== Entries

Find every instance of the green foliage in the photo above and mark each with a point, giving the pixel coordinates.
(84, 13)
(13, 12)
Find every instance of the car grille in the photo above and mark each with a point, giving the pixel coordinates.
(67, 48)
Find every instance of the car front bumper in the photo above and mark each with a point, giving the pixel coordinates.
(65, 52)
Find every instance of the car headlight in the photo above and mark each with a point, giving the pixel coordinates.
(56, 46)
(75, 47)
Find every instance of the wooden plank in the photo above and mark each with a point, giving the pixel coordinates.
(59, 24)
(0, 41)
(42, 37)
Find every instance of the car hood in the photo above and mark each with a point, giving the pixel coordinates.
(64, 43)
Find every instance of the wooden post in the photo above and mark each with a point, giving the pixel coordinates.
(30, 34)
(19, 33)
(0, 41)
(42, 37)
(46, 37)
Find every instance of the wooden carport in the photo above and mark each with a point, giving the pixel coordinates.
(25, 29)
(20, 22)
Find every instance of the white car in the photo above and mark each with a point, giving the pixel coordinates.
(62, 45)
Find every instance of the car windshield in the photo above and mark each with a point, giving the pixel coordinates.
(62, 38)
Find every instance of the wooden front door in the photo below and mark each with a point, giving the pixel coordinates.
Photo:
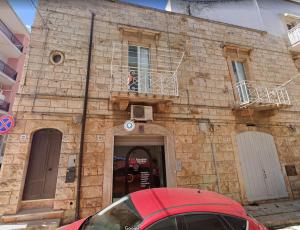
(43, 165)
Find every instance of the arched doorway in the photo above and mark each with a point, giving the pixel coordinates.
(43, 163)
(137, 168)
(260, 166)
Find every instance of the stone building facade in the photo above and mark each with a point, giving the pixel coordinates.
(201, 129)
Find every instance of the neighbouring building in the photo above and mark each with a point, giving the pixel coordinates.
(14, 39)
(211, 105)
(276, 17)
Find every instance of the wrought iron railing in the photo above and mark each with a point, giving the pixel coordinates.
(7, 70)
(294, 34)
(250, 93)
(155, 75)
(4, 106)
(147, 81)
(11, 36)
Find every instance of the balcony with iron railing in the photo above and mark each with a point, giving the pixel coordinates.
(4, 107)
(152, 79)
(294, 36)
(253, 95)
(11, 37)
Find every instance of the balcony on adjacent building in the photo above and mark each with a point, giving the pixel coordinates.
(8, 75)
(294, 36)
(11, 46)
(4, 107)
(258, 97)
(141, 74)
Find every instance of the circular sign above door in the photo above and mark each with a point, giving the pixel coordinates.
(129, 125)
(7, 122)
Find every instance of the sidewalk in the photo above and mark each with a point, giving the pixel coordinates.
(278, 214)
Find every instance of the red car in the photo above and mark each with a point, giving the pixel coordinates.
(170, 209)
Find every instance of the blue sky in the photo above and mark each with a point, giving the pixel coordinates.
(26, 11)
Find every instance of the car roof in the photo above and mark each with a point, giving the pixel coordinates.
(166, 201)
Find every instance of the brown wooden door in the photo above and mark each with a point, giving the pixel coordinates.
(43, 165)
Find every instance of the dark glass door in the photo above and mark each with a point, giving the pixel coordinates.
(137, 168)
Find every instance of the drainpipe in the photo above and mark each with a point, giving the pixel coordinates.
(83, 122)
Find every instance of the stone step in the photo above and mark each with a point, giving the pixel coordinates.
(31, 204)
(50, 224)
(32, 214)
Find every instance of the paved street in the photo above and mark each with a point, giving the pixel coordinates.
(277, 214)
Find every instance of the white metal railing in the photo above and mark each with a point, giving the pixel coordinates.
(251, 93)
(158, 75)
(294, 34)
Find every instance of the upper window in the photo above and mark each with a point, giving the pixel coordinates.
(2, 147)
(239, 71)
(240, 79)
(139, 77)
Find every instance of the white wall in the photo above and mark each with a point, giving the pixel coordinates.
(256, 14)
(272, 12)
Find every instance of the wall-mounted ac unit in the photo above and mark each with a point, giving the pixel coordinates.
(141, 113)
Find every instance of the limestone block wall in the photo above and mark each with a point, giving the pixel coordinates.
(52, 96)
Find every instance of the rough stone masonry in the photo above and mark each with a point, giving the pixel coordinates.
(51, 96)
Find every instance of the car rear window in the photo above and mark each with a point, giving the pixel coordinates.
(236, 223)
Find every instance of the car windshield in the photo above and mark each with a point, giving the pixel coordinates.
(119, 215)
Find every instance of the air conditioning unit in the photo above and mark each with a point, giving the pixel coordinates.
(141, 113)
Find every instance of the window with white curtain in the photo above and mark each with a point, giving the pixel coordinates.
(139, 78)
(2, 147)
(241, 80)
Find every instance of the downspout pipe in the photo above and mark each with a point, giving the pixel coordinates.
(83, 122)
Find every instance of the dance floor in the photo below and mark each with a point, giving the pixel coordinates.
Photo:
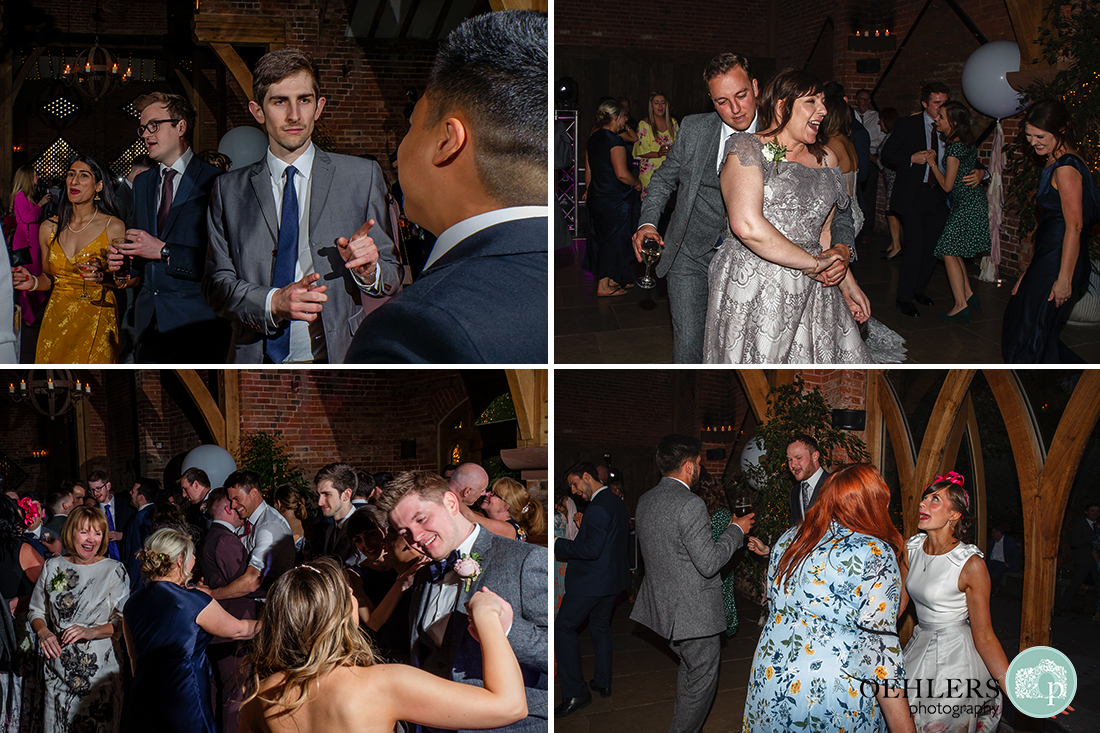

====

• _Problem statement_:
Collect every line in the records above that contains the string "railing", and copy each of those lines without changes.

• _Written response_:
Find every instance of the wrought iron railing in the photo above and mark each with a point, giving the pixel coordinates.
Find every instance of the balcony with iron railing in the photo above and mark each with a point, giving the pixel coordinates.
Find every instance of the white metal railing in the photo above and mark each with a point, giving the pixel coordinates.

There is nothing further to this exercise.